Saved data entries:
========

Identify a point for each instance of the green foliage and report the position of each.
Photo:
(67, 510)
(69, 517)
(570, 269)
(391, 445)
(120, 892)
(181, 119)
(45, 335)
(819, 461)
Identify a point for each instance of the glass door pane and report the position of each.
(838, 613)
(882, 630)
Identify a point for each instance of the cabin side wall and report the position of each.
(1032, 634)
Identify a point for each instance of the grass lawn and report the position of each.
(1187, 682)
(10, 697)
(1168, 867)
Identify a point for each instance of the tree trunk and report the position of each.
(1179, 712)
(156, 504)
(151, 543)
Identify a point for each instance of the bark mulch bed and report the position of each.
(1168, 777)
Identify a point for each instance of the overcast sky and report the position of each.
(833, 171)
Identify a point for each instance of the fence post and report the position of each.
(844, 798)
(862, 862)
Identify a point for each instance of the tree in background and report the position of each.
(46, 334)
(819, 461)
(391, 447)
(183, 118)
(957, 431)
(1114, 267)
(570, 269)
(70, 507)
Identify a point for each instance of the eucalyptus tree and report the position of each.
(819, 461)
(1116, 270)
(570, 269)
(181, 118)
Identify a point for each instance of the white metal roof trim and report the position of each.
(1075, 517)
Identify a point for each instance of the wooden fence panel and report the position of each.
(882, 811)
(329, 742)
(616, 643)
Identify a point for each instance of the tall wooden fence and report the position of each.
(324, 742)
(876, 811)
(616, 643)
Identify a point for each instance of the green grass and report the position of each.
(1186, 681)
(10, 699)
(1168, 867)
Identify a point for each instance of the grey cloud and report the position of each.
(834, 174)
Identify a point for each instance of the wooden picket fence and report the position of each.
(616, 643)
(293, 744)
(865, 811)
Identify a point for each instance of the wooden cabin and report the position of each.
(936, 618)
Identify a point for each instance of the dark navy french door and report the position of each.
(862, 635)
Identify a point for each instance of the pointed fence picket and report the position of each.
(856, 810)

========

Task directions:
Convert the lines above into a two-column CSV with the headers "text" and "answer". Give one row per line with its answer, put each value in its own quoted field, and replace line breaks with spaces.

Exercise response:
text,answer
"Identify a point for each instance of the green foliage and report the position of each. Photo:","(67, 510) (69, 517) (570, 269) (391, 445) (120, 892) (181, 119) (45, 335) (819, 461)"
"Identify a point for each instance of the glass door pane and report the position of each.","(838, 613) (882, 630)"
"Identify a point for each instance of the cabin side wall and report the position of each.","(1032, 634)"
"Identify a point for each instance of the grass lawn and report the position of each.","(1187, 682) (10, 697) (1168, 867)"
"Identify a point for each instance of the tree trunk and report the position of each.","(1179, 712) (156, 504) (151, 543)"
"Identify a point for each instance of the bark mulch bed and report the position of each.","(1168, 777)"
"Identify a point for each instance of the overcast sky and report the position of each.","(833, 171)"
"Identify a point for each instance of the fence post and report the position of each.","(844, 798) (862, 862)"
"Identify a point for each instance of the tree in background and report the position of each.","(46, 334) (819, 461) (391, 447) (183, 118) (957, 431) (1114, 267) (570, 269) (70, 507)"
"Identify a point for each instance of the eucalyptus tree and report the position of each.","(819, 461) (1116, 270) (570, 269) (181, 118)"
"Identify a point for each instance of the white metal roof trim and report the position of each.","(1075, 517)"
"Identify a point for each instance of the wooden fence panel and report the position of each.","(882, 811) (329, 742) (616, 643)"
"Identify a point for each instance of the tall wooden fence and report the position of each.","(324, 742) (876, 811) (616, 643)"
"Identify a point for each instance of the green grass and report the position of each.","(1186, 681) (10, 699) (1168, 867)"
"Identify a point for each instance of the grey cloud and report the position of each.","(834, 174)"
"Identify a point for each instance of the wooden picket fence and report the position of each.","(616, 643) (293, 744) (865, 811)"
"Identify a point for each instance of the wooden cabin and report the position of each.","(936, 618)"
"Identify a point for each instance of the dark navy french door and report the position of each.","(862, 635)"
"Identify a point for each instance of the pointed fence picket and report the position of each.","(856, 810)"